## EXCERPT TO READ

------------

Supreme Court of California
Apr 1, 1867
32 Cal. 219 (Cal. 1867)

Opinion

[Syllabus Material] [Syllabus Material] [Syllabus Material] [Syllabus Material] [Syllabus Material]          Appeal from the District Court, Sixth Judicial District, Sacramento County.

         Job F. Dye had a grant of land made to him by the Mexican Government, which was confirmed by the United States. On the 19th day of November, 1857, he entered into the following contract with Fratt and King:

         " Memorandum of a contract made this day between J. F. Dye of the first part, and Francis W. Fratt and Thomas F. King of the second part, to wit: The said J. F. Dye does agree to sell to the second party eight thousand acres of land, more or less, as may be found to be contained within the boundaries as described. To commence at the mouth of Antelope Creek; thence running up the River Sacramento to the old wood yard to a sycamore tree, marked with four notches; thence parallel with J. F. Dye's south line to Antelope Creek; thence up the centre of Antelope Creek to a large oak tree, about three hundred and fifty yards below the mouth of a slough running out of Antelope Creek through the prairie emptying in the Antelope again; thence east running parallel with J. F. Dye's south line to J. F. Dye's eastern boundary line, as surveyed by order of the Surveyor-General; thence southerly to J. F. Dye's southeast corner; thence to the place of beginning. Also, to deliver five hundred head of branded cattle, large and small, as they may come. Provided that the party of the second pay unto the said J. F. Dye twenty-six thousand dollars."

         On the 24th day of November, 1857, he executed to said Fratt and King a deed of the land containing the following description:

         " All the certain lot, piece or parcel of land situate, lying and being in the County of Tehama, State of California, and known and designated as follows: All that certain tract or parcel of land being a part of what is known as the Antelope Ranch, lying upon the eastern side of the Sacramento River, and beginning at a point on the eastern bank of the Sacramento River at the Junction of Antelope Creek with said river; thence following the meanderings of said river northerly to a sycamore tree, with four notches, standing on the east bank of said river above an old wood yard at a point about one and a half miles in a direct line from said point of beginning; thence running easterly parallel with the southern line of said Antelope Ranch, according to the survey of the same, made by the United States Surveyor-General for said State, to said Antelope Creek; thence up the centre of said Antelope Creek to a point about four and a half miles up said creek, above where the said line strikes the same, to an oak tree on the eastern bank of said creek marked with three notches; thence parallel with said southern line to the eastern line of said ranch, according to said survey, and thence down the said eastern line to the southeastern corner of said ranch, and thence along the southern line of said ranch to the point of beginning, containing eight thousand acres."

------------

## DATASET CONTENT
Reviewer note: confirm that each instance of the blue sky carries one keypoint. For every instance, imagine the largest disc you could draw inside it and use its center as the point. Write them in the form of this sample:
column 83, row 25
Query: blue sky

------------

## EXERCISE DETAILS
In the 1867 California Supreme Court opinion, what sum was the second party to pay J. F. Dye under the contract?

## FULL SOLUTION
Twenty-six thousand dollars.